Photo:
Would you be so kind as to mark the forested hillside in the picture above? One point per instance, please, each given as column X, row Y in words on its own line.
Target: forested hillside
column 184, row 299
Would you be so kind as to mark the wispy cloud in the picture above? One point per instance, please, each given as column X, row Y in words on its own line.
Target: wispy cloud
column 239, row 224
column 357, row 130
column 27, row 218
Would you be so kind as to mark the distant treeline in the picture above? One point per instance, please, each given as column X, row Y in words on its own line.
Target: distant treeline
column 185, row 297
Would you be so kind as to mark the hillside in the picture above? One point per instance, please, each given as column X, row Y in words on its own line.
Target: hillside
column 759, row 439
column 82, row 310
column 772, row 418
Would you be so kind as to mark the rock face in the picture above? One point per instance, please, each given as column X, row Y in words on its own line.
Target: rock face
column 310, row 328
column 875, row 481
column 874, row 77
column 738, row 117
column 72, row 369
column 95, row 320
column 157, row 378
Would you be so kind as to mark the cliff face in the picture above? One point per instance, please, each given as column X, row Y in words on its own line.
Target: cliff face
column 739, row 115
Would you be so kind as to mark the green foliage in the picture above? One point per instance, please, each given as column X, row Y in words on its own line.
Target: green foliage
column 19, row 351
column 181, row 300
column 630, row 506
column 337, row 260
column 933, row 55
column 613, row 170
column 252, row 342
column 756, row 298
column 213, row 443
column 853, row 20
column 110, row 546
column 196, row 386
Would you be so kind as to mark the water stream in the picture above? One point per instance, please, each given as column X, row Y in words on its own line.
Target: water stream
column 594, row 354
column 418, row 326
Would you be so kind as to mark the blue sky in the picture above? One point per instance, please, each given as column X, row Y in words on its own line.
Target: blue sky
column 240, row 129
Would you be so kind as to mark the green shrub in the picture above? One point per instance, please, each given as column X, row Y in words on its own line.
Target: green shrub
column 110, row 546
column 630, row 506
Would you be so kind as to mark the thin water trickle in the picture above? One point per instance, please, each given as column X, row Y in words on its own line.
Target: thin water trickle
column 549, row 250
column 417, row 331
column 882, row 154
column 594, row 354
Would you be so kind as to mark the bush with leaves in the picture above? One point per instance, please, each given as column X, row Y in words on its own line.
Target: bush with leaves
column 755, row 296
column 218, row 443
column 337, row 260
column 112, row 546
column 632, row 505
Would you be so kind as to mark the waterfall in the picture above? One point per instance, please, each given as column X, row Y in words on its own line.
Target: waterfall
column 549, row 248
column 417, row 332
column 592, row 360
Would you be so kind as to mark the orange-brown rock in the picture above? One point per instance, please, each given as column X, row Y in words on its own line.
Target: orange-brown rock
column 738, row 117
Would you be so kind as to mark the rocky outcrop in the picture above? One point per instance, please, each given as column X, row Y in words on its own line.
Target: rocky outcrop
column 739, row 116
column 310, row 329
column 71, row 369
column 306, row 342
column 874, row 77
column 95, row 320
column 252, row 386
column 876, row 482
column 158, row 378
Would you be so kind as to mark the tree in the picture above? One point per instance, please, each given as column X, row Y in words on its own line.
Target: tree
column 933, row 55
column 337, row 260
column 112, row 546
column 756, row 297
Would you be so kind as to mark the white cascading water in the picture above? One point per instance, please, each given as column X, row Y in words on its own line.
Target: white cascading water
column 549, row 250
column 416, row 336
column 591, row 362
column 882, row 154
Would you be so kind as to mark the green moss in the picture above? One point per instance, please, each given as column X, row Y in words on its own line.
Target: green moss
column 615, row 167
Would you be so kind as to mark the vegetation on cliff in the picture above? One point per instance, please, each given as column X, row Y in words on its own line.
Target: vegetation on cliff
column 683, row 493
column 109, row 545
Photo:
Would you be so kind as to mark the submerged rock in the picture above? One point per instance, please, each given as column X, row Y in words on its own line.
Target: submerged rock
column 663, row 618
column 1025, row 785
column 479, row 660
...
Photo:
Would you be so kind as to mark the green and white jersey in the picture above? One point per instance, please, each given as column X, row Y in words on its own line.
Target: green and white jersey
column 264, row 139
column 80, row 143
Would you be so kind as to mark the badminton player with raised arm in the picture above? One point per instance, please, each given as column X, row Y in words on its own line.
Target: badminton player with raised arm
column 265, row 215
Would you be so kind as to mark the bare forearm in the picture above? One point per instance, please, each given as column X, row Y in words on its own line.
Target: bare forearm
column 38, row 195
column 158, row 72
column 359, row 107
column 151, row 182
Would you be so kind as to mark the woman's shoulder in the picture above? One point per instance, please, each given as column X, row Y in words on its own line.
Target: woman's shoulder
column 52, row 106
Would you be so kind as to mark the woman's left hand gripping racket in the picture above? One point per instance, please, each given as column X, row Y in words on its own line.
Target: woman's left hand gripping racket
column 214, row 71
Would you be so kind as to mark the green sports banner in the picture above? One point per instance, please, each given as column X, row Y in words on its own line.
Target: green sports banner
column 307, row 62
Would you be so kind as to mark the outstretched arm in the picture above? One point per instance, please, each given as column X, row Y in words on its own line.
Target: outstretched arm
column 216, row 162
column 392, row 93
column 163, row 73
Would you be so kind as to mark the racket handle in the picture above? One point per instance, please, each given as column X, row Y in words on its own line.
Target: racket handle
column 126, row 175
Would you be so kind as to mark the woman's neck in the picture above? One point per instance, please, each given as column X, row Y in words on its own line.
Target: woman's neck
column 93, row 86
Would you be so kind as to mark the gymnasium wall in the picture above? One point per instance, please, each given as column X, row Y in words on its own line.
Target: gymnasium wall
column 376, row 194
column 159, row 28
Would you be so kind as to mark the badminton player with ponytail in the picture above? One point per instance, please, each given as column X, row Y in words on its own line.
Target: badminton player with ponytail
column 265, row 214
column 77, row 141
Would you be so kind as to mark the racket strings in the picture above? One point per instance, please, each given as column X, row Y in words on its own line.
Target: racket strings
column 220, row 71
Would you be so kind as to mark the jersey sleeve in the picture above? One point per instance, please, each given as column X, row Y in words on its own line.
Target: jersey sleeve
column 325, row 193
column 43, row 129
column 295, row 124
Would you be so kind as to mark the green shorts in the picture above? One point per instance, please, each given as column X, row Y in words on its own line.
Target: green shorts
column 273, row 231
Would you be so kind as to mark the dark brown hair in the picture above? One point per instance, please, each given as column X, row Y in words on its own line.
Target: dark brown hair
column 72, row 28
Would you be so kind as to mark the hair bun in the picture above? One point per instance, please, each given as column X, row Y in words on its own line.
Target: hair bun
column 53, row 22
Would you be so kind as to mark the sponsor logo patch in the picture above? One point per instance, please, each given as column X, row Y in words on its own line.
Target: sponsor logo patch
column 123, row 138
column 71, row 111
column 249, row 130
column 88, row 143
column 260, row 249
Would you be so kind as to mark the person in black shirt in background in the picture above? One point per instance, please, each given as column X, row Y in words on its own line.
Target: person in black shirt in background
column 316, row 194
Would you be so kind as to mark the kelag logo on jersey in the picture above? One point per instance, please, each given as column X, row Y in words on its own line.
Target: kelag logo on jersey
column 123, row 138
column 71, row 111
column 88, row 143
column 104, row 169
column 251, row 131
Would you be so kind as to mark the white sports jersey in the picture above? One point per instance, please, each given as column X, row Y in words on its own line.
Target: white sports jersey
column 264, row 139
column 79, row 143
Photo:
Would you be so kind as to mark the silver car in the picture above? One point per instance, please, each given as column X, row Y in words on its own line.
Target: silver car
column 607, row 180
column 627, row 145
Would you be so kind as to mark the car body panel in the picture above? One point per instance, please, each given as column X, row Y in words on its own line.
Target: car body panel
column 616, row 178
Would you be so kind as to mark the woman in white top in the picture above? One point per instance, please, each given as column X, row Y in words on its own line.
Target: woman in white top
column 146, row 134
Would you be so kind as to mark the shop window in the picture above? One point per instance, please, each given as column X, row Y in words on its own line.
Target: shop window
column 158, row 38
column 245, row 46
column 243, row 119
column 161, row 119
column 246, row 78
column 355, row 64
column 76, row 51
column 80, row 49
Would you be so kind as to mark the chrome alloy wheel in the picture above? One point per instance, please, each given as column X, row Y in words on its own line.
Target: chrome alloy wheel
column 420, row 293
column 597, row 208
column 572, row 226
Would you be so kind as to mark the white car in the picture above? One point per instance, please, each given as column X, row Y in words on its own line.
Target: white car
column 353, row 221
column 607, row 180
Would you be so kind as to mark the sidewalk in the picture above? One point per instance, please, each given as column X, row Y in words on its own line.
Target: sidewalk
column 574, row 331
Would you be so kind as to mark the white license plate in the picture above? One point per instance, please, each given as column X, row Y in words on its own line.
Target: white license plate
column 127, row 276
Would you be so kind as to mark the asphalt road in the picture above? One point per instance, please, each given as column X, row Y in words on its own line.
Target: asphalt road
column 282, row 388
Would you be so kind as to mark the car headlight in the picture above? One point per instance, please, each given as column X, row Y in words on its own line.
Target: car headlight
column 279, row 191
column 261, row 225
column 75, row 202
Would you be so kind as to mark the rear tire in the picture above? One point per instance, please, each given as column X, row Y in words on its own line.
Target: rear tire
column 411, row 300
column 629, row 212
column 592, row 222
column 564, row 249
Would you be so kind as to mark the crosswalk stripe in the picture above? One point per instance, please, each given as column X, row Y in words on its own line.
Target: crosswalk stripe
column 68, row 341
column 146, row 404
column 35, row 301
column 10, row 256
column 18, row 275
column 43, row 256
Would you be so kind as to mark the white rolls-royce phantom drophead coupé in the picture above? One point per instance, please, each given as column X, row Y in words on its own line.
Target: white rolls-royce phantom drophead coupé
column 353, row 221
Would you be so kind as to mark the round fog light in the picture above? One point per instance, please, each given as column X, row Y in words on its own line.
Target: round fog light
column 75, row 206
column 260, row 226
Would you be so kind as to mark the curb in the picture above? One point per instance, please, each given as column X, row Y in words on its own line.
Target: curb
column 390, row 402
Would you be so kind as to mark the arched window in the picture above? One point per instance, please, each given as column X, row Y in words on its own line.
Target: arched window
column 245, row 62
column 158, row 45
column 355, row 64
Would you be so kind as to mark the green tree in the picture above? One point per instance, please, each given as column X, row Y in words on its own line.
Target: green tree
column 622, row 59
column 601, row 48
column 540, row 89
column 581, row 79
==
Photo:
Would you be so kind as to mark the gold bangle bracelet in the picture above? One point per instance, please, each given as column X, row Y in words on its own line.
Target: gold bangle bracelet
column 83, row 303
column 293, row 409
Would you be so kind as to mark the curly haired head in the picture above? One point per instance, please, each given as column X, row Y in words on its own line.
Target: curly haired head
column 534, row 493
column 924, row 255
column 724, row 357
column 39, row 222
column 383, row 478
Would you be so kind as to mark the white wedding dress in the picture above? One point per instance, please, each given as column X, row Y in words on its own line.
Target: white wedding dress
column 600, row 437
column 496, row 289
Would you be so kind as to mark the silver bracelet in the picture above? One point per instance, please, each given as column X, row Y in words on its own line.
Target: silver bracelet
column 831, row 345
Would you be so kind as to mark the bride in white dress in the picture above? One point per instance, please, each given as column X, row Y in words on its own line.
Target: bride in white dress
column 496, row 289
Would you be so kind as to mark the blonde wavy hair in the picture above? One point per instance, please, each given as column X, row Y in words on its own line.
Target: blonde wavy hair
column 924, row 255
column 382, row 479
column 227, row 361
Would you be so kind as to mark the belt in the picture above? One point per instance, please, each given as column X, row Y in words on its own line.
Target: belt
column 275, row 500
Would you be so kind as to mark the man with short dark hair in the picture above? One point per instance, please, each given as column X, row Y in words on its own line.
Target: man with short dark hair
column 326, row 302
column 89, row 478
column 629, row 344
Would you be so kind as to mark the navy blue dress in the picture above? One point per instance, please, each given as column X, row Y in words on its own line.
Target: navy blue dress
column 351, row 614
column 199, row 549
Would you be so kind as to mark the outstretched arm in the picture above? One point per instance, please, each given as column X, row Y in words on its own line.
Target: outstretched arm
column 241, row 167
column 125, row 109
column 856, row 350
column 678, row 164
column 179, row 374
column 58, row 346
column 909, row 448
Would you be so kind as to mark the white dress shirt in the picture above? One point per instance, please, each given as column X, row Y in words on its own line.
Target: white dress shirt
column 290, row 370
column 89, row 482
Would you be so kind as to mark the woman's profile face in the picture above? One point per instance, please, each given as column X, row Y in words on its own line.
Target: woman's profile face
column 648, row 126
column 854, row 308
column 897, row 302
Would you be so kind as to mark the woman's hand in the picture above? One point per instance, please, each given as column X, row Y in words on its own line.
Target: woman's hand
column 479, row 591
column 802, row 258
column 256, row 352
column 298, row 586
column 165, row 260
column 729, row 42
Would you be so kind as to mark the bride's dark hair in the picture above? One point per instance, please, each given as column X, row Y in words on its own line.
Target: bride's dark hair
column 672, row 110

§ **작업 지시**
"Would you be so kind as to mark the woman in" 문구가 들어 있는 줄부터 "column 146, row 134" 문구가 들어 있는 줄까지(양 끝 줄 포함)의 기록만 "지시문"과 "답변" 두 열로 된 CSV로 옮기십시오. 각 값은 따옴표로 감싼 한 칸에 넣고, 줄바꿈은 공백으로 바꾸십시오.

§ **작성 답안**
지시문,답변
"Would you be so kind as to mark the woman in white top in the picture above? One point per instance, please, each given as column X, row Y in words on its own line. Target: woman in white top","column 146, row 134"